### 課題 1
記事によると、エナガの巣は何でつくられていますか?

壊れても、つくり直せばいい。『生きものがつくる美しい家』には、軽やかに生きる生きものたちの建築技術と智恵が満載
昨年、自宅の瓦屋根を葺き替えた。我が家は築50年以上の木造住宅で、葺き替え前の屋根は、重い瓦の下に土を敷き詰める「土葺き」と呼ばれる古い工法が用いられていた。
長い間、「まだ工事の必要はない」と言い聞かせて過ごしていたが、重い腰を上げて瓦風の軽量の屋根材に葺き替えることにした。台風や大雨のたびに雨漏りするようになり、そのたびに業者さんに修繕してもらっていたところ、とうとう「寿命ですね」と宣告されたからである。
それから、数社の施工会社から見積もりをとったが、建築資材の高騰により、見積もり金額は予想以上に高く、のけぞった。「ひょっとして、計算をお間違えになっているのでは?」と担当者を疑ったほどだ。
家の工事は何かと大変だ。資金調達はもちろん、隣近所へのあいさつ回りも意外と煩わしい。しかも、3週間の工事期間中、常に屋根の上に人がいるので気持ちが落ち着かず、ストレスがたまった。
その点、野生の生きものは気楽なものだ。なぜなら彼らは、身の回りの材料で巣をつくることができ、巣の修繕もつくり直しもお手のもの。建築資材の高騰などどこ吹く風、だからだ。しかも、彼らの巣は創意工夫にあふれている。『生きものがつくる美しい家』では、そんな生きものたちの巣が紹介されている。
例えば、羊の毛でつくられた断熱性の高い、ツリスガラという野鳥の巣。日本の小鳥・エナガの巣は、弾力のあるクモの糸とコケでつくられているから、肌触りが柔らかくストレッチ性も抜群だ。そんなすてきな巣の中に、我が家の庭に来る顔馴染みの野鳥、ヒヨドリの巣も図解されていた。

### 課題 2
下の行から、「outline」という文字列を含む行をすべて抜き出してください。大文字と小文字は区別します。

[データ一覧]
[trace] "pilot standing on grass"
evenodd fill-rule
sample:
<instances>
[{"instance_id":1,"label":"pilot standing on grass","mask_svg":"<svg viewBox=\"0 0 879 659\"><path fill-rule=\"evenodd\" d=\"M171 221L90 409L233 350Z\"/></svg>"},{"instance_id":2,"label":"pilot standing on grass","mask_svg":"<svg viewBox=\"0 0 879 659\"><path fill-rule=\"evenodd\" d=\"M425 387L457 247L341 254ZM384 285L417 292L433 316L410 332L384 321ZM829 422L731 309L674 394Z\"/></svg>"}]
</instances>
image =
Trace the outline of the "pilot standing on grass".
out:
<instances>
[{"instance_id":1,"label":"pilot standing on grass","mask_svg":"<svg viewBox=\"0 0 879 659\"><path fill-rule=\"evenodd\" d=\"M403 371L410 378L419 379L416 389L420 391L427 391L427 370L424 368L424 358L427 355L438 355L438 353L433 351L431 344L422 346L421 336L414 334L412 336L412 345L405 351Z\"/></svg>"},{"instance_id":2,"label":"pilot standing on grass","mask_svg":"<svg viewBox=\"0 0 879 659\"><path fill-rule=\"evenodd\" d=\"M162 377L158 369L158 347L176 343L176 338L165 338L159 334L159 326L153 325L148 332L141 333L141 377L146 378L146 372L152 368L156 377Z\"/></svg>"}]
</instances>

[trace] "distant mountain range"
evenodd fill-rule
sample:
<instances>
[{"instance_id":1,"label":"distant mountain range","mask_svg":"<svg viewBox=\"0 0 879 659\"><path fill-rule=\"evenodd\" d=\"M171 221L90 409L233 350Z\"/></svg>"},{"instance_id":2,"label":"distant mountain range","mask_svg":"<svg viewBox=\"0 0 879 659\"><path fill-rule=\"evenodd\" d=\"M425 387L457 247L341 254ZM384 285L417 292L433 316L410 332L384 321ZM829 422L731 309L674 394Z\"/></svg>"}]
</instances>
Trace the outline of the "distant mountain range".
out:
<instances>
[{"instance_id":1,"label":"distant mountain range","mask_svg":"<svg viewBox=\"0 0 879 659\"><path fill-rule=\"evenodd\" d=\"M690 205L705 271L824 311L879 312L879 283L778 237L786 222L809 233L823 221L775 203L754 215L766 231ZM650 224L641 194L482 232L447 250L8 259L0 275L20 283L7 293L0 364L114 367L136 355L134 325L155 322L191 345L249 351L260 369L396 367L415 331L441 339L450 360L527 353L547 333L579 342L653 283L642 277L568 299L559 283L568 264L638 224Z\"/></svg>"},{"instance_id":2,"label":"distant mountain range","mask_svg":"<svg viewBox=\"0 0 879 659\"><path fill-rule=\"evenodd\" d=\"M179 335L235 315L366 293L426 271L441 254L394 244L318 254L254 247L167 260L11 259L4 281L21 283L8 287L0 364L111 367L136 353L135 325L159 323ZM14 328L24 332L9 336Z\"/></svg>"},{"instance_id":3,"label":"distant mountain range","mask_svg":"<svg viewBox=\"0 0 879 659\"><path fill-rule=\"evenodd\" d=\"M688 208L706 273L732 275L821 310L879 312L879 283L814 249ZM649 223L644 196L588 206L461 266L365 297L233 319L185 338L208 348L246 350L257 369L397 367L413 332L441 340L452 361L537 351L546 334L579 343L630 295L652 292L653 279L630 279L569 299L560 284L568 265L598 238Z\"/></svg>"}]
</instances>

### 完成した回答 1
弾力のあるクモの糸とコケでつくられています。

### 完成した回答 2
Trace the outline of the "pilot standing on grass".
Trace the outline of the "distant mountain range".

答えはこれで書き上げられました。